= Beginning of Section =

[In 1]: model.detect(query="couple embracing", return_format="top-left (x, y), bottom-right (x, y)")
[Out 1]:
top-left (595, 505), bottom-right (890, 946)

= End of Section =
= Beginning of Section =

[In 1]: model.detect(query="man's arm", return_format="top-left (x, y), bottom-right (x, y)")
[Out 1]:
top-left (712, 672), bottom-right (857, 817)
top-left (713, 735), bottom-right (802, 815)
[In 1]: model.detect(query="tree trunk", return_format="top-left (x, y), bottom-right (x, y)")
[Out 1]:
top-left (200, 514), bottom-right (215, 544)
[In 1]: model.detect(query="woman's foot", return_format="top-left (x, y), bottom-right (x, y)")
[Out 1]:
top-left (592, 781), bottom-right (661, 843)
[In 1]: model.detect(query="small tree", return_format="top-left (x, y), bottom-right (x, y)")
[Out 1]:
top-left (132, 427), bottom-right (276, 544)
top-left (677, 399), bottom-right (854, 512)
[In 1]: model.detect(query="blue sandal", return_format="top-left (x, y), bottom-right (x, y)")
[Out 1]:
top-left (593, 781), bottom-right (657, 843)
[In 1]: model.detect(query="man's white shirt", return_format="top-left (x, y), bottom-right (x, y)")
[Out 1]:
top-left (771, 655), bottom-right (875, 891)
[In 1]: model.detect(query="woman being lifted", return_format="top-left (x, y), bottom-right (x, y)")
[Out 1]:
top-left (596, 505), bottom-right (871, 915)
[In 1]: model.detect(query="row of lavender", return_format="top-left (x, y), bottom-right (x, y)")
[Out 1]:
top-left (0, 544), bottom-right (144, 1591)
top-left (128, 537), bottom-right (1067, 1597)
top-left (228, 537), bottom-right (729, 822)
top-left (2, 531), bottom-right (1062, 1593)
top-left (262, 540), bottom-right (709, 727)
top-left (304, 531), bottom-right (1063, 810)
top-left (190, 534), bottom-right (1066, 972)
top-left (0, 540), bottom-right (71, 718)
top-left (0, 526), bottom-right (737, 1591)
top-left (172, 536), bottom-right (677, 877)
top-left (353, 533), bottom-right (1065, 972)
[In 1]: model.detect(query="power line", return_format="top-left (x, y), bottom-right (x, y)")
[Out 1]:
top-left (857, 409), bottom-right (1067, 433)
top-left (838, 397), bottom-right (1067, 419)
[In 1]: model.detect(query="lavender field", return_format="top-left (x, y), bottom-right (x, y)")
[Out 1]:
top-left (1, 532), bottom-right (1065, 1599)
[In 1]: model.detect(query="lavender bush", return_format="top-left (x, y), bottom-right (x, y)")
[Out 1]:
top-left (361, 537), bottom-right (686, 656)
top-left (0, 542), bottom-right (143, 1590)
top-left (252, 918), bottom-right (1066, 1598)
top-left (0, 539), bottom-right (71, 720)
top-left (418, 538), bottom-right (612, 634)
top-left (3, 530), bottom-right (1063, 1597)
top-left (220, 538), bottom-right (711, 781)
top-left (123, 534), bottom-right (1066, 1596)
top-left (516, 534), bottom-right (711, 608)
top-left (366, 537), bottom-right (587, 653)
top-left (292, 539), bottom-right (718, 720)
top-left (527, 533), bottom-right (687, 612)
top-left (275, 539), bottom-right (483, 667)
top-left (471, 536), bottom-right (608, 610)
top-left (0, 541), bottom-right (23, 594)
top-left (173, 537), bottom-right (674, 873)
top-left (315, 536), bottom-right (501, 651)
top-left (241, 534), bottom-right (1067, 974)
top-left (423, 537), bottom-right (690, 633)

= End of Section =

Please copy out each line of the material that contains the string "woman".

[In 1]: model.detect(query="woman's foot", return_format="top-left (x, y), bottom-right (x, y)")
[In 1]: model.detect(query="woman being lifted", return_format="top-left (x, y), bottom-right (x, y)")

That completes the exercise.